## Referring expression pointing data
══════

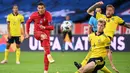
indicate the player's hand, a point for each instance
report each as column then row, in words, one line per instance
column 100, row 3
column 42, row 27
column 26, row 36
column 43, row 36
column 9, row 36
column 114, row 68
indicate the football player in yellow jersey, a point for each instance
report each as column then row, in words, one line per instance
column 99, row 50
column 14, row 21
column 112, row 21
column 94, row 21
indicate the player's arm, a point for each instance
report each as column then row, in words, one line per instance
column 123, row 23
column 22, row 22
column 93, row 7
column 126, row 25
column 8, row 26
column 50, row 26
column 110, row 60
column 28, row 25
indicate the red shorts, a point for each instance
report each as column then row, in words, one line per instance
column 37, row 34
column 45, row 42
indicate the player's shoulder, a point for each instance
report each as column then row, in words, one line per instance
column 91, row 34
column 20, row 15
column 34, row 13
column 115, row 16
column 47, row 12
column 10, row 14
column 104, row 36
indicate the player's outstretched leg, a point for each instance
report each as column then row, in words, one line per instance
column 78, row 65
column 6, row 54
column 105, row 70
column 18, row 54
column 46, row 63
column 49, row 57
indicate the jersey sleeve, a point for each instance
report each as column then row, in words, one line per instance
column 90, row 20
column 107, row 42
column 98, row 15
column 49, row 18
column 22, row 18
column 8, row 18
column 90, row 36
column 120, row 21
column 28, row 23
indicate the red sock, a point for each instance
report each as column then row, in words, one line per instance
column 46, row 62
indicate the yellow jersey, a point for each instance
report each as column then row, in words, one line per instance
column 111, row 23
column 98, row 45
column 15, row 24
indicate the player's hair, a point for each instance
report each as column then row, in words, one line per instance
column 14, row 6
column 102, row 21
column 111, row 6
column 41, row 3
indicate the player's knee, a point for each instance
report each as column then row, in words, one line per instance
column 17, row 45
column 8, row 46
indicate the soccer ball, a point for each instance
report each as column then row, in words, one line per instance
column 65, row 26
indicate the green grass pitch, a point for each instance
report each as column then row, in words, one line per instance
column 32, row 62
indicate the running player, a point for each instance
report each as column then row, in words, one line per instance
column 92, row 28
column 42, row 26
column 99, row 50
column 14, row 21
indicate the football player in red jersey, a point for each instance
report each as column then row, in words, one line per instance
column 42, row 27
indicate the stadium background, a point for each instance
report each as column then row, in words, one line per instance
column 76, row 9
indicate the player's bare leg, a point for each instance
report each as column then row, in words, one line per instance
column 6, row 54
column 47, row 49
column 87, row 68
column 18, row 54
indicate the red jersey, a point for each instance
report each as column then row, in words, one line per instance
column 39, row 20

══════

## ABOUT THIS EXERCISE
Look at the records above. Copy every line where the string "football" occurs.

## SOLUTION TO THE PROBLEM
indicate the football player in yellow jersey, a point for each instance
indicate the football player in red jersey, a point for each instance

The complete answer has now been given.